(Goal of the exercise):
Retype all the records below exactly as they are, with no image carried over.

[Source data]
■ ■ ■

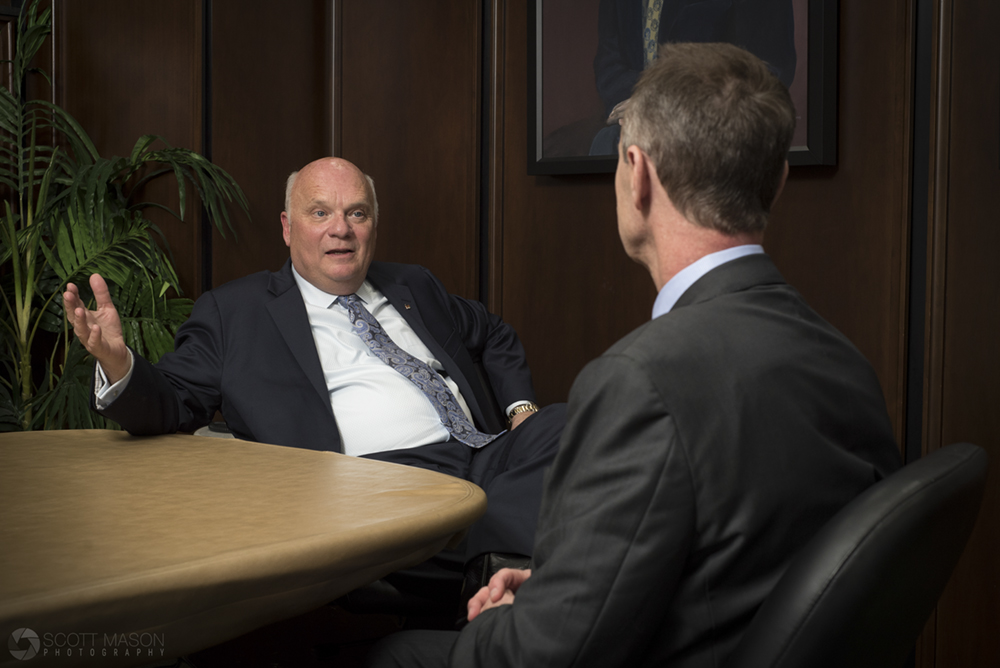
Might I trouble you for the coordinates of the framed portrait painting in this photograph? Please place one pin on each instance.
(584, 57)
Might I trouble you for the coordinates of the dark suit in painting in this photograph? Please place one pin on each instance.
(765, 28)
(248, 351)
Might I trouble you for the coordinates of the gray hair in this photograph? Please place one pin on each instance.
(717, 124)
(371, 194)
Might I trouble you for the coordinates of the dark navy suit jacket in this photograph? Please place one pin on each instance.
(248, 350)
(765, 28)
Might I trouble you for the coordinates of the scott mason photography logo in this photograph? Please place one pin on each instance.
(25, 644)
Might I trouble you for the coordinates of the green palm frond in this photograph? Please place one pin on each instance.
(69, 213)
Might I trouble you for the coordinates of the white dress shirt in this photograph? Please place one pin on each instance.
(376, 407)
(686, 277)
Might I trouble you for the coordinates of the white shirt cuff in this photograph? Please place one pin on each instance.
(104, 392)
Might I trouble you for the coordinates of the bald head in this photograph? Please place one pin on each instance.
(329, 224)
(333, 162)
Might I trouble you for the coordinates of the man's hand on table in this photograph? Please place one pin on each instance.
(100, 330)
(500, 590)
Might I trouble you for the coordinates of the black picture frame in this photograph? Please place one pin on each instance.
(820, 114)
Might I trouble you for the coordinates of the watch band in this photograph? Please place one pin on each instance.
(523, 408)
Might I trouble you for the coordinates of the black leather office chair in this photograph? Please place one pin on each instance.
(860, 592)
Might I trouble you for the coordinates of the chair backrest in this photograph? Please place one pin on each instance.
(861, 590)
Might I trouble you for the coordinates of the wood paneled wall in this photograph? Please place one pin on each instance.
(962, 383)
(271, 103)
(125, 69)
(408, 113)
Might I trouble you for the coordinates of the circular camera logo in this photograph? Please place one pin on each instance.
(15, 644)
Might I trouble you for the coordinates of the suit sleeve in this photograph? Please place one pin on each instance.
(615, 529)
(182, 391)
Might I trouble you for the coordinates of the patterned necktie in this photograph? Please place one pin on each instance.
(427, 379)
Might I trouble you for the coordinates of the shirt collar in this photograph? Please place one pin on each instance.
(316, 297)
(687, 276)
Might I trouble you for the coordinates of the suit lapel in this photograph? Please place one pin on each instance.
(401, 298)
(288, 312)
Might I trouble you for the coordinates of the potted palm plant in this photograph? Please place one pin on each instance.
(68, 213)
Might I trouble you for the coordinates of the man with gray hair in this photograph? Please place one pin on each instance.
(706, 447)
(337, 352)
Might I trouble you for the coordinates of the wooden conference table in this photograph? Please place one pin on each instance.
(118, 550)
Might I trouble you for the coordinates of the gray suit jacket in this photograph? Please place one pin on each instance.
(701, 451)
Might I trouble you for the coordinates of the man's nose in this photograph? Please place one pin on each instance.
(338, 226)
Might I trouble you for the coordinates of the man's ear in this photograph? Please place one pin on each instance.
(781, 185)
(638, 165)
(285, 229)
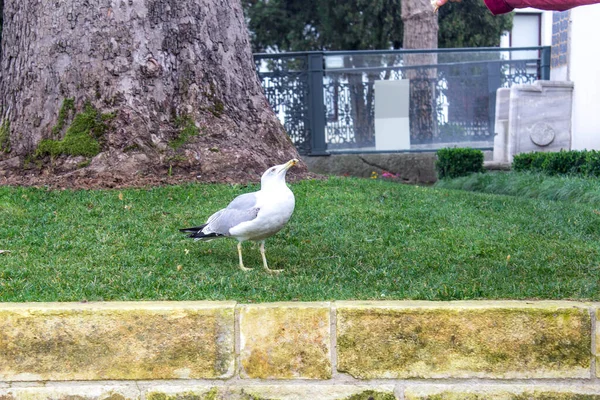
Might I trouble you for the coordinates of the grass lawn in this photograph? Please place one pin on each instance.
(528, 184)
(348, 239)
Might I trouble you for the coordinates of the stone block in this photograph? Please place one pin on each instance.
(503, 392)
(272, 392)
(285, 341)
(501, 339)
(93, 392)
(540, 117)
(128, 340)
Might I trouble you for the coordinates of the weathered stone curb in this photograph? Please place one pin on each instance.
(129, 340)
(412, 350)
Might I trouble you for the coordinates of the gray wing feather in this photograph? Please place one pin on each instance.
(243, 202)
(241, 209)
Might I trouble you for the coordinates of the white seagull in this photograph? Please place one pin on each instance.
(253, 216)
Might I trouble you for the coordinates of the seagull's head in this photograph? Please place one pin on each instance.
(276, 175)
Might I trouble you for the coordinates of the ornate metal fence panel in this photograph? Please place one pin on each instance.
(285, 82)
(452, 102)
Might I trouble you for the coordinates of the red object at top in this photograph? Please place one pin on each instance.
(505, 6)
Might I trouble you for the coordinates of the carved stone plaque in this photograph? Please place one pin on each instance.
(542, 134)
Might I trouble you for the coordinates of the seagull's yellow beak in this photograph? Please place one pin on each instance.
(290, 164)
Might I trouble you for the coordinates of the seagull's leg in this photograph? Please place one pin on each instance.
(262, 253)
(241, 262)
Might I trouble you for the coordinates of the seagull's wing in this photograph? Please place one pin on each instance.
(241, 209)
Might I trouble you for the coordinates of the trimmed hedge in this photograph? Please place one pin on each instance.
(452, 163)
(573, 162)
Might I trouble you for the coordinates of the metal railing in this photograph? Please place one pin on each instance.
(325, 100)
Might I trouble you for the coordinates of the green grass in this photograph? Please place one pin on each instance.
(527, 184)
(348, 239)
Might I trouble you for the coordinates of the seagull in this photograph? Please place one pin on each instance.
(253, 216)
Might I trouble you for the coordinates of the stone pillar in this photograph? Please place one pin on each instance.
(539, 117)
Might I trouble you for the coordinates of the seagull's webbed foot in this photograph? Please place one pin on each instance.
(241, 262)
(266, 267)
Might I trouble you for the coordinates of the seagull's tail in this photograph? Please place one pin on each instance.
(196, 233)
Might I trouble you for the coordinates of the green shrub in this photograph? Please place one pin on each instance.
(452, 163)
(592, 163)
(563, 162)
(573, 162)
(523, 162)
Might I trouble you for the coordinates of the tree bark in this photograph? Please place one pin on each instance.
(153, 64)
(421, 32)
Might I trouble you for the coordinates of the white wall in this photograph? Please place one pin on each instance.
(584, 71)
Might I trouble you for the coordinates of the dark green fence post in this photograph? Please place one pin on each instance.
(316, 104)
(494, 83)
(546, 57)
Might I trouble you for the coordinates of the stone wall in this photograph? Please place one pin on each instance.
(413, 350)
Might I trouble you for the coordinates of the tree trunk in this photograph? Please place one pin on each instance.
(170, 86)
(421, 32)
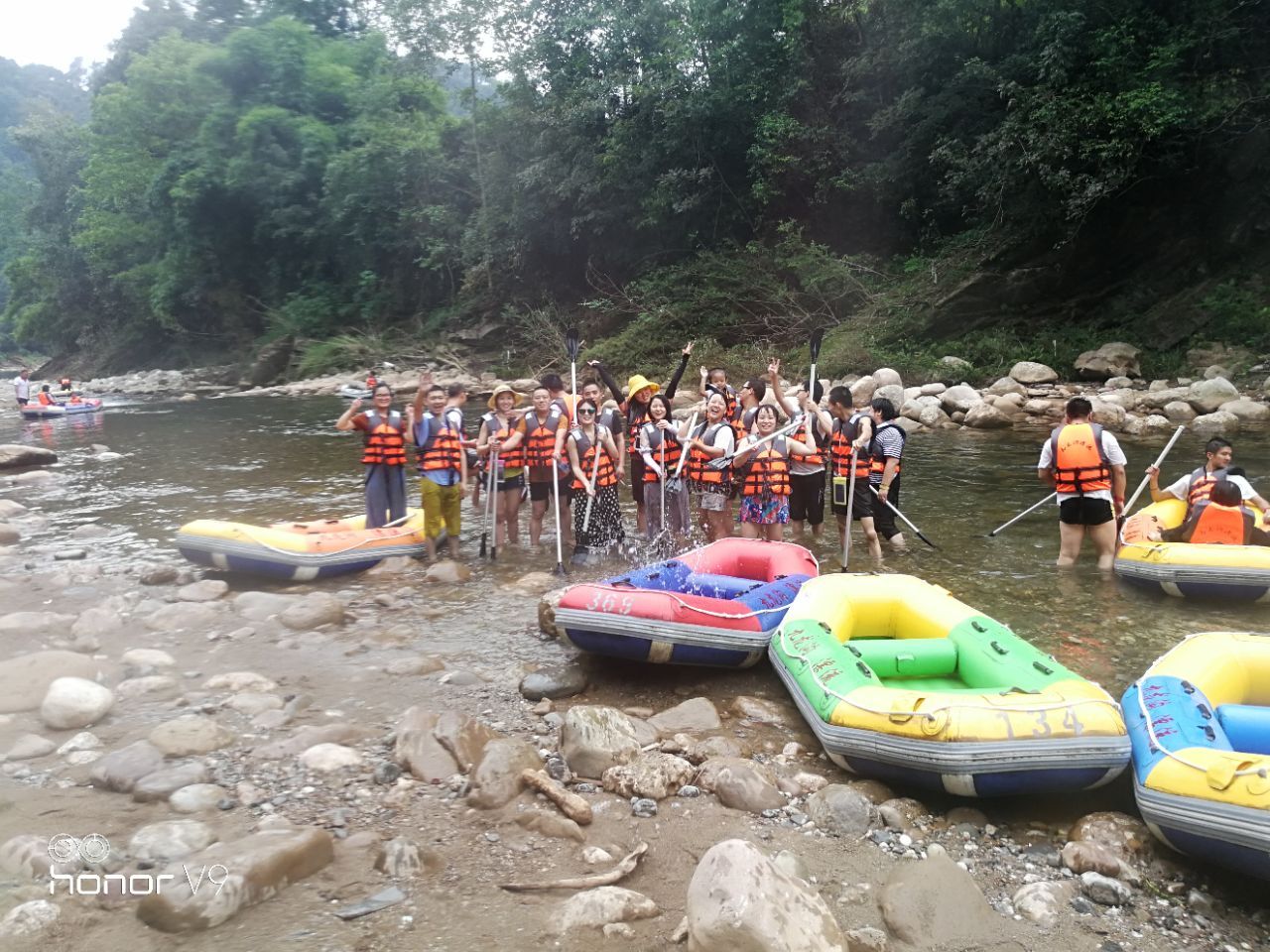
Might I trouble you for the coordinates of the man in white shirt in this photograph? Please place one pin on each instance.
(1084, 465)
(22, 388)
(1193, 488)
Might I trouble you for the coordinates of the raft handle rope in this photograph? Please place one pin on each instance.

■ ■ ■

(Solution to this problem):
Might I trouble you for the coordinates of the framed portrait painting in this photograph? Please place one pin on each instance.
(584, 57)
Might I trouble you for the coordinates of the dark suit in painting in this photograph? Please place one pin on each instance.
(765, 28)
(248, 351)
Might I trouble you for the coordinates of the gray hair in this photograph? Please place one pin on each instance.
(717, 124)
(371, 194)
Might I trouble you for the coordinates of the dark navy suit jacket in this photograph? Please place one pin on each instance.
(248, 350)
(765, 28)
Might I trouble you for the coordinates of the scott mason photography logo in this photograph? Please place one pin on each instance.
(25, 644)
Might I trouble you for the coordinates of the green palm frond in this photograph? Please place one pin on each instance.
(69, 213)
Might I trouble you for the coordinates of the white dress shirt in this photograph? Please place one pin on each instance.
(376, 407)
(686, 277)
Might I trouble you for the coordinates of the white shirt cuff in this photograph? Please place one pin on each instance.
(104, 392)
Might I trouble you for the coordinates of the bald head in this photograph? Please place one pin on each instance.
(329, 224)
(333, 162)
Might I trouble you for the coordinates of the man's hand on table in this photograph? Please place one pin on each instance.
(100, 330)
(500, 590)
Might I trouble you for the coordinates of the black picture frame in this photograph? Please place one pin on each instance.
(820, 114)
Might I trouble you for the coordinates of the watch band in this photograph? Please place one pin on each instance.
(523, 408)
Might I trouble you for the coordinates of the black leather office chair in this photograph? Please place one pin on each instance.
(860, 592)
Might I trouble you for the coordinates of the chair backrest in this photograph? Please place one pin on each instance.
(861, 590)
Might I trouble you for the coordinates of the wood paneled wall in this photograph? Please place one pin on each instance.
(962, 383)
(271, 103)
(125, 69)
(408, 113)
Might I trouble you for the coordinates of the circular camera logo in this photograph? Please place one pin on each instance.
(15, 644)
Might I trouble you for the coordinates of the suit sleeve in this photograph? Please place one pin on each instance.
(615, 529)
(182, 391)
Might I trouble you for the coordinates of the patterned necktie in this photograph? Please place one pin on each instance.
(427, 379)
Might I trouble you for the coordinates of the shirt collar in this photograph? Please place one pin on each instance.
(316, 297)
(687, 276)
Might I trouble you for the coordinates of the suit lapel in this photograph? Please place one pin on each instance.
(401, 298)
(288, 312)
Might I trouble you for the coordinates of the potted palm plant in this photograph? Please place one pin on each instance.
(68, 213)
Might I trouble you for the coordinates of the man with gray hair in this photograph? Please place one pin on each instance.
(706, 447)
(337, 352)
Might I trouble you for the coordinates of the wooden conference table in this photograph? Please place one pin on each instance.
(118, 550)
Might I trouble you for the coordinates of the gray suit jacket in this photograph? Please place one pin on each instance.
(701, 451)
Might I trouble you for the coordinates of the man's nose in this photograph? Please place one pin on each instance.
(338, 226)
Might I trouble you for the coordinates of the man's ear in this photograph? Please place one pin on each instance.
(781, 185)
(638, 165)
(285, 229)
Might I trouble you for the coordinates of the grass lawn in this photograph? Please place one pin on each instance.
(528, 184)
(348, 239)
Might I trouble you for the coordinates of the stone block in this photograph? Please place one pin on each instance.
(503, 392)
(272, 392)
(285, 341)
(501, 339)
(93, 392)
(540, 117)
(128, 340)
Might I trouble you for the coordinates of the weathered stone curb in this photograph? Please place one pin on each instance.
(129, 340)
(412, 350)
Might I trouble you for the coordinates of the gray wing feather in this photograph? Please place one pin on each instance.
(243, 202)
(241, 209)
Might I trouble you for the coordinates of the white seagull in this photograph? Please place one pin on each instance.
(253, 216)
Might I trouble you for the coordinates of the seagull's head in this photograph? Please place one pin on each instance.
(276, 175)
Might I trouble you for the coordinates of the ornate metal fence panel in this photograph? Please place one pin on each instance.
(285, 82)
(452, 102)
Might I trouble you for the coordinates of the red object at top in this photograph? Please place one pin on each instance.
(505, 6)
Might I trouble you for the coordinates of the carved stone plaque in this photograph? Please place one pin on each instance.
(542, 134)
Might I trouble you for the coordinates of the seagull's yellow beak in this photograph? Please place one pin on each instance.
(290, 164)
Might I trouble you for the coordinates of the seagull's leg in this photograph? Please place one pin on each instance.
(262, 253)
(241, 262)
Might I trouble you for the coordinates of the seagull's wing in this photograph? Please place one pin on each instance.
(241, 209)
Might I trouble you for the coordinates of the trimmed hedge in this photograph? Please place one pin on each instance.
(452, 163)
(573, 162)
Might I trouble you for the coordinates of the metal railing in this photograph? Please place one pin on each instance.
(325, 100)
Might I trouble you for the coordinates of the green grass in this photograph? Please place one pin on each instance.
(527, 184)
(348, 239)
Might I trouble you for the coordinates of the seagull in this photograph? Please place one pin on each instance.
(253, 216)
Might I trouble you for the coordinates of the stone pillar in this photograph? Please place one pin on each instance.
(539, 117)
Might I trouble you for the coordinates of the seagull's webbed foot in this photograph? Please place one pin on each instance.
(241, 262)
(266, 267)
Might I trouble you for the coordinates of the seagull's tail in this photograph? Please place one pin on each instance.
(196, 233)
Might I trouble you for the coordinates of the green shrub in this photograph? Please place one pin on each instance.
(452, 163)
(592, 163)
(563, 162)
(573, 162)
(523, 162)
Might I trouble you for the coordinates of the tree bark in this photograph? Please place one pin on each instance.
(153, 64)
(421, 32)
Might I trouble you for the coordinates of the white wall in this photograph? Please place one pin on each instance.
(584, 71)
Might I trouble you for the coordinates of the dark green fence post in this photograph? Please place one pin on each instance.
(316, 104)
(494, 83)
(546, 57)
Might I trouble you for the coordinates of the stone wall in this photograph? Please place one pin on each instance.
(413, 350)
Might I trouble you for the coordinates of the tree trunk in this photograph? Please place one pin on each instance.
(170, 86)
(421, 32)
Might I trouble you for the coordinates of the man in white shirt in this photograph? Please place one pin on each instance.
(1084, 465)
(22, 388)
(1193, 488)
Might I trouble you for the coordinates of the raft handle rope in this photograph? Please place one pin on each instance.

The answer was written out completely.